**Ejercicio propuesto**: En el texto sobre la multiplicación de los panes, ¿cuántos canastos llenaron con los trozos sobrantes?

Cuando se hubieron saciado, dijo a sus discípulos: Recoged los trozos que han sobrado, para que no se pierdan. Y así recogieron y llenaron doce canastos de trozos de los cinco panes de cebada, que sobraron a los que habían comido.
Notemos la doble recomendación:
a) a los Apóstoles y Sacerdotes, de atesorar la divina Eucaristía, conservarla, custodiarla, no dilapidarla…
b) a los fieles, de conservar religiosamente los frutos y las gracias, para que no se pierdan…
¡Cuántos, hoy, tanto entre los sacerdotes como entre los feligreses, carecen de esta vigilancia, de este cuidado!
Seguidamente, aquel pueblo desbordó en gratitud, exaltando a Jesús y reconociéndolo como el Mesías, aunque todavía bajo las ideas del falso mesianismo judaico…
Los judíos, atraídos por un beneficio material, sueñan con darle la realeza. Ciertamente, se trata de un objetivo interesado el que persiguen.
Pero nosotros, más y mejor iluminados que ellos y que conocemos la constante multiplicación del Pan de Vida, instituido para el alimento de nuestras almas, ¿no debemos interrogarnos de si nuestra indiferencia, nuestro descuido ofenden a Nuestro Seños?
Tal vez la rutina, el hábito matan ese entusiasmo en nosotros.
Esta es la gran multiplicación del Pan: la Sagrada Eucaristía, que se adapta a todas las situaciones, a todas las miserias humanas…
Entonces, una vez más, ¿cuál y cómo es nuestra acción de gracias después de la Comunión?

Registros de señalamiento
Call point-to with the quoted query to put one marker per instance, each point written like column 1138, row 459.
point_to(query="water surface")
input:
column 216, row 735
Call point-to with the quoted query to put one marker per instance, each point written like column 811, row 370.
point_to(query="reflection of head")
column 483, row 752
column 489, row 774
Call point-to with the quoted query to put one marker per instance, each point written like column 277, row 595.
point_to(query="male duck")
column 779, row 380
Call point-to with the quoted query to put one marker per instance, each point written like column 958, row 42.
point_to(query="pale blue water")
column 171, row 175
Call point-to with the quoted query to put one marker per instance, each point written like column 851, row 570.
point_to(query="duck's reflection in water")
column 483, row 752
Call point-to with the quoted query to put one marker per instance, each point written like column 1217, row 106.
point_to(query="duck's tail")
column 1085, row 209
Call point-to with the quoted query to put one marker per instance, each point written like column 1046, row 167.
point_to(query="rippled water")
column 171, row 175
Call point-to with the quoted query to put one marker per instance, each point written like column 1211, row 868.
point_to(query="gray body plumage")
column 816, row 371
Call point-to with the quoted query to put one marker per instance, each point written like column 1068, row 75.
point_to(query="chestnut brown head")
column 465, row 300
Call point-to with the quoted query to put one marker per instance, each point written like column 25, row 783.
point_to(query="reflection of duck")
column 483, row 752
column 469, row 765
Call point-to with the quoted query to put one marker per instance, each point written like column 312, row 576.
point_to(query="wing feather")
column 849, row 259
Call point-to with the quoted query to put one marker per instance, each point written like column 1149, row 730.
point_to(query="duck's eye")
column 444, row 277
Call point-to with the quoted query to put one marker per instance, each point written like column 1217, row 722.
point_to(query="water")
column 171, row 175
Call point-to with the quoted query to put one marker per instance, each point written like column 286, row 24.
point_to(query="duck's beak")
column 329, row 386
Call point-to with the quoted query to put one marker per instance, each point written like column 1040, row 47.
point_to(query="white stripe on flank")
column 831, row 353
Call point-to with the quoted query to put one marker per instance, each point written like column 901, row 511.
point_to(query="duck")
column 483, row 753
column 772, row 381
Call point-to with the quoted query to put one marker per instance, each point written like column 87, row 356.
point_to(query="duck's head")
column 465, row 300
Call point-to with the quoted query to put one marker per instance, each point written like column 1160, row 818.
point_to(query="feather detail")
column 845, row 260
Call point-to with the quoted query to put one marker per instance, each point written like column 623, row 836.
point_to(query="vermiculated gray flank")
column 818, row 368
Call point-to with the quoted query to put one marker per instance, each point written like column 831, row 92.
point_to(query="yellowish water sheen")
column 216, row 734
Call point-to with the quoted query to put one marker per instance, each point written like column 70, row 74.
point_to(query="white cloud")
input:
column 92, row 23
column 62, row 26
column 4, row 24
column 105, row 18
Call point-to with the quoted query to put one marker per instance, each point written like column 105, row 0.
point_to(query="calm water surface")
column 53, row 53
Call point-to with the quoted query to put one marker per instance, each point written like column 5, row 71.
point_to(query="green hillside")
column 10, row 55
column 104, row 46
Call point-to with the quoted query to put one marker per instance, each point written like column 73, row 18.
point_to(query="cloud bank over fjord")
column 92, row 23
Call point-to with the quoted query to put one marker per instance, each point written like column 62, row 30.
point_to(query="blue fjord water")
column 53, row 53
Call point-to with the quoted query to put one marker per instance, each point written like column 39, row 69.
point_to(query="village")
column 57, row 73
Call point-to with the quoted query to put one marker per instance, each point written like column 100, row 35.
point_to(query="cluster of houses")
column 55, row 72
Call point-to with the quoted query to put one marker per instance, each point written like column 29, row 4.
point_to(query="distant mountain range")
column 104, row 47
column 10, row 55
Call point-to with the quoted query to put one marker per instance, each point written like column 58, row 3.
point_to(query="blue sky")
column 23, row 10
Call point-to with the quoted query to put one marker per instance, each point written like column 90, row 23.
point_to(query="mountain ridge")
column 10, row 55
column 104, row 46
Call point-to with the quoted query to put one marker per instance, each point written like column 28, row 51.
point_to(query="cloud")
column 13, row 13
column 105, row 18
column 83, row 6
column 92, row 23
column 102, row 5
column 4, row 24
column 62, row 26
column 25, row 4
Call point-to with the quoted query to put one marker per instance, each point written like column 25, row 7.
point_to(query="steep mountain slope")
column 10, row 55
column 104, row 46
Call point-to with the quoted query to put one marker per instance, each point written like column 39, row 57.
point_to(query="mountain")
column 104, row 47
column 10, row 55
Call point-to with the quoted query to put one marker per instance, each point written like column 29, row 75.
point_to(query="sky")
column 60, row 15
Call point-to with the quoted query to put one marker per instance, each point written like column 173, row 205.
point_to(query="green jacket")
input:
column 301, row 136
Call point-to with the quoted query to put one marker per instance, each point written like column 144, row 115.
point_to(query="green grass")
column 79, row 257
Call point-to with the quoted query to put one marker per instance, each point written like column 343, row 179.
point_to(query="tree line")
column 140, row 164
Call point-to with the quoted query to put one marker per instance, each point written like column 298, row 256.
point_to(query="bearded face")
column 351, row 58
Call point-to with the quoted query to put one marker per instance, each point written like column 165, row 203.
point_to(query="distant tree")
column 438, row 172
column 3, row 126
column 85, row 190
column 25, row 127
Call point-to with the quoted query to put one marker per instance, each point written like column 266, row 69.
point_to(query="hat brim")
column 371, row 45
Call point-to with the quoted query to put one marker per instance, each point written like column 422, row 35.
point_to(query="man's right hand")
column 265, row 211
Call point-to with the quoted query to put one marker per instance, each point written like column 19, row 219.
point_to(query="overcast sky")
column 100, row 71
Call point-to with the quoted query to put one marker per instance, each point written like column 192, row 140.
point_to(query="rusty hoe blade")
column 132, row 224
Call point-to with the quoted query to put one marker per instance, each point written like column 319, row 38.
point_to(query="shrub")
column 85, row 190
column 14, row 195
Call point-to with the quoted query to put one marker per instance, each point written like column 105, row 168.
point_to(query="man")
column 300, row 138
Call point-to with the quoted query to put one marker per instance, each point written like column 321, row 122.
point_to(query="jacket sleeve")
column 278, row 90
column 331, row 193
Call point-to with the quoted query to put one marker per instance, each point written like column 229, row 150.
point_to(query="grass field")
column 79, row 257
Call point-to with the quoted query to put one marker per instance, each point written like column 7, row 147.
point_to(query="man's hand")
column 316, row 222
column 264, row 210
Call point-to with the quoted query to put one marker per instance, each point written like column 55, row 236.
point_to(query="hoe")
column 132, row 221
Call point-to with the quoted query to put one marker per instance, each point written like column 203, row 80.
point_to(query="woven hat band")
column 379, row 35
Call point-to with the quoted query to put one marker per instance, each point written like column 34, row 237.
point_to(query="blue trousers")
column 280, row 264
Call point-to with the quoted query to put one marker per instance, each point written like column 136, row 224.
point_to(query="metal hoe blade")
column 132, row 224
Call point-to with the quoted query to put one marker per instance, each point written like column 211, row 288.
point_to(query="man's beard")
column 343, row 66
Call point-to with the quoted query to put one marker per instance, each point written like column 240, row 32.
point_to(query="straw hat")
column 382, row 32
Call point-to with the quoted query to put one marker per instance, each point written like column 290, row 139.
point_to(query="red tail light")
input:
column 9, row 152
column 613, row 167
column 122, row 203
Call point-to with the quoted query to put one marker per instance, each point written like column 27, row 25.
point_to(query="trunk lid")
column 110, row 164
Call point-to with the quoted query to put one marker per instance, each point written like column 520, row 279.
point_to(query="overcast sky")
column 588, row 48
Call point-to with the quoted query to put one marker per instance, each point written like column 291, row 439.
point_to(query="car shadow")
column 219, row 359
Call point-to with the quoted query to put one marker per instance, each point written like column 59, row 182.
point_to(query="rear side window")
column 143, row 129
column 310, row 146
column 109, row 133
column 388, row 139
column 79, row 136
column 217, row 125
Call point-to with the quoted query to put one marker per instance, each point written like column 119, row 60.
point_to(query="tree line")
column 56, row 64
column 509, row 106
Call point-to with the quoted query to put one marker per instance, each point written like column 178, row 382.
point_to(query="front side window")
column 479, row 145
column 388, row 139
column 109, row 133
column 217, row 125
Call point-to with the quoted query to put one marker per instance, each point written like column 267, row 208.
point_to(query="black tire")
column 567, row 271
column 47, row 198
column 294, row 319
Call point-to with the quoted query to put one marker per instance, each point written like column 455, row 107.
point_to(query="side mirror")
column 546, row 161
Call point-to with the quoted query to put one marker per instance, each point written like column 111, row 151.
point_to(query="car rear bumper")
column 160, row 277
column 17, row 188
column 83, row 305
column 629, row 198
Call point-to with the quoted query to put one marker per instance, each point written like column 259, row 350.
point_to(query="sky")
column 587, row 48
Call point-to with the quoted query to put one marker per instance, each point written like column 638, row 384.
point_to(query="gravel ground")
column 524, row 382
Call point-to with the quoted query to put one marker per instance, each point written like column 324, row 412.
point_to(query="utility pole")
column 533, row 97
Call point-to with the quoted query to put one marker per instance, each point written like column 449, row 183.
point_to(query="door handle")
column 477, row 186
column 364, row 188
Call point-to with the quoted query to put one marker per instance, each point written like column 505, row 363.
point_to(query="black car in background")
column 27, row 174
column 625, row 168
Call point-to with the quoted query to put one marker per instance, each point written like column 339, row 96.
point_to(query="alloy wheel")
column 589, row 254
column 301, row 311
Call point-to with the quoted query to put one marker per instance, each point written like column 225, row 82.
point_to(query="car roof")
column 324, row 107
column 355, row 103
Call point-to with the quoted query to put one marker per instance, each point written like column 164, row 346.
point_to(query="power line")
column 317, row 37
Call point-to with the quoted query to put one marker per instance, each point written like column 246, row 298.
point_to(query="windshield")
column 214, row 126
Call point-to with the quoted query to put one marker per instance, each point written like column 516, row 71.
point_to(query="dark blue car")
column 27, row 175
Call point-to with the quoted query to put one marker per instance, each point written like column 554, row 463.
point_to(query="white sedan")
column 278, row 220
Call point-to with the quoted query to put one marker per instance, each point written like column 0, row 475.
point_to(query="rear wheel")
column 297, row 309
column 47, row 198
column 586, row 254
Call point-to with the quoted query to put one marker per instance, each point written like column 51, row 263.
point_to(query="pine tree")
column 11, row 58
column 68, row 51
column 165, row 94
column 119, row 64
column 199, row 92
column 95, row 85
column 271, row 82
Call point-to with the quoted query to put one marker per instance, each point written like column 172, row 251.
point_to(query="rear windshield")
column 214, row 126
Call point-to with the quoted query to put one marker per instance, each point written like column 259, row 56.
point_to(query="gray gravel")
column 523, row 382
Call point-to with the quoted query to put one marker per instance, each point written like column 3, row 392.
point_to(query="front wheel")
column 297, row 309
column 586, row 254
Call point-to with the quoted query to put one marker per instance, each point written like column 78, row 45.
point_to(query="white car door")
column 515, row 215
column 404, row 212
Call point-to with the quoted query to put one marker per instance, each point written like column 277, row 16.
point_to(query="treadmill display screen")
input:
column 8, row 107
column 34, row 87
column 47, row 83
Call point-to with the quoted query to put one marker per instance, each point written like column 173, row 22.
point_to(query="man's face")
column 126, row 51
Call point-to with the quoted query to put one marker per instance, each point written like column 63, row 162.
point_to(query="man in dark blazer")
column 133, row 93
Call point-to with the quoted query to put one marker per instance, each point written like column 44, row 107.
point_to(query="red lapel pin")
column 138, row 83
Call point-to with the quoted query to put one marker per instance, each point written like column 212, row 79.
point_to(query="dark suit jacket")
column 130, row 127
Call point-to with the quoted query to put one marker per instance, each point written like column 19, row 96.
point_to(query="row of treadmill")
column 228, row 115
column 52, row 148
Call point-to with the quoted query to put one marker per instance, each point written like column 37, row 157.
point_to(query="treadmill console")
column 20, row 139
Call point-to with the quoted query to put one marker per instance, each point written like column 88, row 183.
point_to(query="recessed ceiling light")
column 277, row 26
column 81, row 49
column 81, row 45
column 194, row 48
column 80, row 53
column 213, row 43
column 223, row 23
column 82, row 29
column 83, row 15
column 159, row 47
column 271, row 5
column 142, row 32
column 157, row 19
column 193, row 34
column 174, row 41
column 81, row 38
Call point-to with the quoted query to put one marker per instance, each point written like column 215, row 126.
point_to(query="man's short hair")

**Respuesta**: Llenaron doce canastos con los trozos de los cinco panes de cebada.